** begin Extracted entries **

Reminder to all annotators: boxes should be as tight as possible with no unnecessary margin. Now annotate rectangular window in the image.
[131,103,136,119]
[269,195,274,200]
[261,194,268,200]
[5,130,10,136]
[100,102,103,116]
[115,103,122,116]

** end Extracted entries **

**What you need to do**
Copy the listing above line for line, with no changes.

**Right answer**
Reminder to all annotators: boxes should be as tight as possible with no unnecessary margin. Now annotate rectangular window in the image.
[131,103,136,119]
[269,195,274,200]
[261,194,268,200]
[5,130,10,136]
[100,102,103,116]
[115,103,122,116]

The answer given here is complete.